Study questions -
1: Copy the essay on markets and trust from "In fact, smoothly-operating" to "trade with strangers.".
2: Answer these questions from the essay on markets and trust:
(a) Who coined the term "animal spirits," and during what period?
(b) What is the title of the book by Matt Ridley that the essay mentions?
(c) Which two animals are named as having been studied for similar tendencies?
3: Write the next part of the essay on markets and trust, beginning right after its final sentence.

Extract provided -
<<<<
Despite all the recent evidence to the contrary, many “mainstream” economists still cling to the myth that our economic progress can be attributed to our competitive “free market” capitalist system – based on a Darwinian “selfish gene” model of human nature. The myth persists in part because it has acquired the status of an ideological catechism. The reality, of course, is more complicated.
True, free enterprise and market competition has many virtues. It encourages innovation; it creates choices; it can motivate us to improve our performance (though intrinsic motivations are also important); and it provides a counterweight against the abuses that may occur when there is monopoly power in the market place.
But this is only part of the story. A so-called free market economy can also come to resemble a rigged game, where rich and powerful oligarchs write the rules in their own favor and crush upstart competitors, where government can come to resemble a handmaiden rather than a policeman or an honest broker, and where customer preferences are manipulated in ways that can be harmful or even lethal.
The root of the problem, though, is that many economists are still wedded to a flawed model of human nature. What the discipline of behavioral economics has learned – and the financial crisis and meltdown of 2008 tragically proved – is that humans are much more complicated than many mainstream economists assume, and that other aspects of human nature are also influential in the marketplace. The term “animal spirits,” coined by the economist John Maynard Keynes during the Great Depression, has recently come back into vogue. It implies that sometimes quite irrational behavior can control market outcomes. One such influence is our sense of fairness, which is the focus of my book about The Fair Society. Another influence, still underappreciated among many economists, is trust!
In fact, smoothly-operating markets depend on trust. Another way of looking at a complex modern economy is that it represents a vast network of cooperation and mutually beneficial exchanges of goods and services. And trust is the lubricant that makes it all work. As science writer Matt Ridley points out in his book, The Rational Optimist, the human species is not unique in displaying trust toward others – families, companions, other members of your social group. Studies in chimpanzees and capuchin monkeys, for instance, reveal similar tendencies. But we are quite unique in our pre-disposition to trust and trade with strangers.
>>>>
Given entries -
<<<<
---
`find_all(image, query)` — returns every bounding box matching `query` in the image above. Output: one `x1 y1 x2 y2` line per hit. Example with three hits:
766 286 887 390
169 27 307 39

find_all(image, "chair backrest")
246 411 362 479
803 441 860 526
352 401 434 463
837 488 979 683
>>>>
Task-by-task results -
1:
In fact, smoothly-operating markets depend on trust. Another way of looking at a complex modern economy is that it represents a vast network of cooperation and mutually beneficial exchanges of goods and services. And trust is the lubricant that makes it all work. As science writer Matt Ridley points out in his book, The Rational Optimist, the human species is not unique in displaying trust toward others – families, companions, other members of your social group. Studies in chimpanzees and capuchin monkeys, for instance, reveal similar tendencies. But we are quite unique in our pre-disposition to trust and trade with strangers.

2:
(a) John Maynard Keynes, during the Great Depression.
(b) The Rational Optimist.
(c) Chimpanzees and capuchin monkeys.

3:
Neuroeconomist Paul Zak and other researchers have shown that our trusting behaviors are closely associated with the release of the brain hormone oxytocin. It has been referred to as the trust hormone, and humans seem to have become oxytocin addicts. Some theorists believe that our predisposition toward trusting one another co-evolved in human evolution with the growing propensity of our ancestors, tracing back tens of thousands of years, to engage in extensive trade.
In small communities and established trading networks, trust is based on personal relationships. Many small towns still pride themselves on the fact that nobody locks their homes, or their cars, and lost items are always returned. But in large impersonal cities with many transactions between strangers, trust may depend on external trust-builders -- such as the reputation of a manufacturer and its brand, past experience with a product or service, advertising, endorsements by friends, celebrities (or doctors), government regulations and consumer protections, warranties, or perhaps the reputation of a middle-man or retailer.
However, trust is also a fragile commodity. It can quickly be dissipated by actions that are exploitative, dishonest, or unfair. Or simply harmful. Thus, Toyota suffered a steep drop in sales after it was disclosed that the company had been hiding problems with some of its models. Spinach sales in this country plummeted after an outbreak of lethal e-coli food poisoning that was traced to a farm in California. It has been reported that Greeks engage in widespread tax cheating because they do not trust a government that is perceived to be corrupt. And Wall Street banks experienced a deep freeze in the financial markets in 2008 when it became apparent that many of them were trading in toxic mortgage-backed securities.
Indeed, it seems that whole societies may differ significantly in relation to a cultural bias toward social trust, or distrust. Surveys have shown, for example, that some 65 percent of the population in Norway are predisposed to be trusting, whereas in Peru only 5 percent are trusting. Distrust in that society is widespread. And in our own society, the survey data suggest that social trust, and trust in our government, are at all-time lows.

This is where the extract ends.